Drug combats underlying causes of Alzheimer-related dementia

A “game-changing” new drug offers both hope and time to some people diagnosed with Alzheimer’s disease, says the head of a St. Joseph’s program that played a key role in the medication’s clinical trials. Health Canada has newly approved lecanemab (brand name Leqembi, developed by Eisai Co. and Biogen), which has been shown to slow progression of Alzheimer’s disease in people with mild symptoms.

St. Joseph’s Health Care London, and its innovation arm at Lawson Research Institute, has played a key role as one of multiple sites that have trialed the drug.

“This is game-changing,” says Dr. Michael Borrie, medical director of the Aging Brain and Memory Clinic at St. Joseph’s, whose work in dementia research and clinical practice spans more than three decades.

Dr. Borrie leaning against a railing in a hallway

“We’ve been working for over 20 years to find a compound that is disease-modifying. This is the first approved drug in Canada that addresses the underlying pathology of Alzheimer’s, not just the symptoms.”

------------------------------------

## Study questions
[1] Answer these questions from the article on the new Alzheimer's drug, giving each answer on its own line with the matching letter.
(a) What is the brand name of lecanemab?
(b) What position does Dr. Michael Borrie hold at St. Joseph's?
(c) According to Dr. Borrie, for how long have they been working to find a disease-modifying compound?
[2] Write the next part of the article on the new Alzheimer's drug, picking up after its final sentence.

------------------------------------

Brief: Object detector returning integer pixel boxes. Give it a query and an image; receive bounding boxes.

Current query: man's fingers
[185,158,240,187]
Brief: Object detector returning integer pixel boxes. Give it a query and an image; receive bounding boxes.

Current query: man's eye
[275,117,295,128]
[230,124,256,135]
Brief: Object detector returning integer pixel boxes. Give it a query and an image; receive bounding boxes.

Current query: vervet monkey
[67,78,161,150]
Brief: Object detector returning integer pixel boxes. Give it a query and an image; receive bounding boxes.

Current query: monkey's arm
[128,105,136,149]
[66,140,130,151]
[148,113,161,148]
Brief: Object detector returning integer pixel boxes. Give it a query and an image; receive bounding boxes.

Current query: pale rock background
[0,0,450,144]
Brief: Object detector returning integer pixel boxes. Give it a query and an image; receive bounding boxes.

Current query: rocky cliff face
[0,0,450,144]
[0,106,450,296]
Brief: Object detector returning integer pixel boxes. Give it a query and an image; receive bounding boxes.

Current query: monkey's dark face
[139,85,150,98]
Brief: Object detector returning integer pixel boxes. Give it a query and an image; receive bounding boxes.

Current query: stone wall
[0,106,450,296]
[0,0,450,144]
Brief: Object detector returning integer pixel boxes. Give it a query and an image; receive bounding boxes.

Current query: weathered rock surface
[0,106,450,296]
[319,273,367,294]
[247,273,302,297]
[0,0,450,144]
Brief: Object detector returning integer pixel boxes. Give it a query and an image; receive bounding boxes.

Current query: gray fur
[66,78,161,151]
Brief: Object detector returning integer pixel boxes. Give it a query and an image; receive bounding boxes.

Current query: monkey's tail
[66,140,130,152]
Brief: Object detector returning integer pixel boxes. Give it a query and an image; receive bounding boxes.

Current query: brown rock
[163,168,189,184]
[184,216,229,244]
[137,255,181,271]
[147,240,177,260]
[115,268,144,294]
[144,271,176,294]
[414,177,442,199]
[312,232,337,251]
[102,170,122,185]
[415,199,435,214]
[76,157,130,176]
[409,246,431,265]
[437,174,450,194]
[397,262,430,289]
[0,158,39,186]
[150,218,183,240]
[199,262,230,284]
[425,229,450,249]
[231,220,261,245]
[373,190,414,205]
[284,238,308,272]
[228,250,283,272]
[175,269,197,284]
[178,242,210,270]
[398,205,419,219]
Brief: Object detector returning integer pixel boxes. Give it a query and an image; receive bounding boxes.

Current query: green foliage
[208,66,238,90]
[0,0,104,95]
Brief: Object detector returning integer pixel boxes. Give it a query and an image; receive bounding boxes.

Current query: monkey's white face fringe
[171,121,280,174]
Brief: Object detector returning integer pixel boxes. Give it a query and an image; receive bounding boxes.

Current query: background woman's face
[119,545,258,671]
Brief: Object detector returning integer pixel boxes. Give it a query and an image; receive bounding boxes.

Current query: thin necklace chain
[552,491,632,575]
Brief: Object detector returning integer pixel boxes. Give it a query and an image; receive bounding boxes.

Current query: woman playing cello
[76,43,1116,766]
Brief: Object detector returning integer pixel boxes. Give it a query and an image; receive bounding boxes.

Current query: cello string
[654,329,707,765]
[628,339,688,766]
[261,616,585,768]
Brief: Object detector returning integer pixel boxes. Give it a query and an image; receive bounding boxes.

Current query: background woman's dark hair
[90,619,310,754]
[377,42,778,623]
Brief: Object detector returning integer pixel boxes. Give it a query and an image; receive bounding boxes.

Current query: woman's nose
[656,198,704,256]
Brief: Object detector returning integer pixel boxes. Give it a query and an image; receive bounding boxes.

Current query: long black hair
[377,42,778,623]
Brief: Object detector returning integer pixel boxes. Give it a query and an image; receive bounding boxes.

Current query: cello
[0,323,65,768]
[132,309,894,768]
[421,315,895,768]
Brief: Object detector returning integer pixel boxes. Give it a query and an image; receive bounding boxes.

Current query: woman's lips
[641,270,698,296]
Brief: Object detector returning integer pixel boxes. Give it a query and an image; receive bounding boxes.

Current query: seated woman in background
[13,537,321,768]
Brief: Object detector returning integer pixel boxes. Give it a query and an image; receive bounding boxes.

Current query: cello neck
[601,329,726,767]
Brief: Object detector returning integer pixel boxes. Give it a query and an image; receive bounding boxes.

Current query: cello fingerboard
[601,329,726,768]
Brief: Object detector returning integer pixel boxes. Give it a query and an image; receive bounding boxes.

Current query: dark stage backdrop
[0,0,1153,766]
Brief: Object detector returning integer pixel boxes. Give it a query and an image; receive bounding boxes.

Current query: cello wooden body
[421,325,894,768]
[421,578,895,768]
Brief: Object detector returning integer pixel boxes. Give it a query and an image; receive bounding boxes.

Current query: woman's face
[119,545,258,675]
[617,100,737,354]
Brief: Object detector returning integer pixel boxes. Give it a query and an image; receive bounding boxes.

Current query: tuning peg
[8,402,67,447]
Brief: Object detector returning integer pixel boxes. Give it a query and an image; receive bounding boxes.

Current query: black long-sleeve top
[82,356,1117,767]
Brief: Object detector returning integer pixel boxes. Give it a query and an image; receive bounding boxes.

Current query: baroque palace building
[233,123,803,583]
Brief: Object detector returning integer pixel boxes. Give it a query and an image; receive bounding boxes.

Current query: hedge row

------------------------------------

## Set of answers
[1]
(a) Leqembi
(b) Medical director of the Aging Brain and Memory Clinic
(c) Over 20 years

[2]
Lecanemab works by removing amyloid proteins that accumulate as sticky clumps in the brain and are associated with cognitive decline in people with Alzheimer’s. “It reverses one aspect of the disease by removing the plaque from the brain ,” Borrie explains.

“You can characterize its benefit in terms of time saved. If you were to have this medication for four years, you can ‘save’ one year of cognitive decline. It totally changes the course of their neurodegeneration in a way we haven’t seen before.”

Lecanemab was one of many clinical drug trials assigned to research coordinator Kayla Vander Ploeg when she arrived to work at St. Joseph’s more than a decade ago. “For so long, we had hope that one of these medications would benefit patients long-term. Now we have more than hope. We have results,” Vander Ploeg says.

“Today I’m seeing people who say, ‘my dad or my mom was in this study, and now there’s hope for me.’ ”

There are specific eligibility criteria, including confirmed diagnosis – through cognitive testing and through advanced brain imaging and biomarker tests – plus screening to rule out two gene variations that couldresult in more side effects.

Canada is now one of 51 countries to have approved lecanemab.

Borrie cautioned that Health Canada approval doesn’t necessarily translate to funding coverage. It’s not yet determined who will pay for the medication, or how: when lecanemab was approved in the United States in 2023, the annual cost per patient was more than $26,000.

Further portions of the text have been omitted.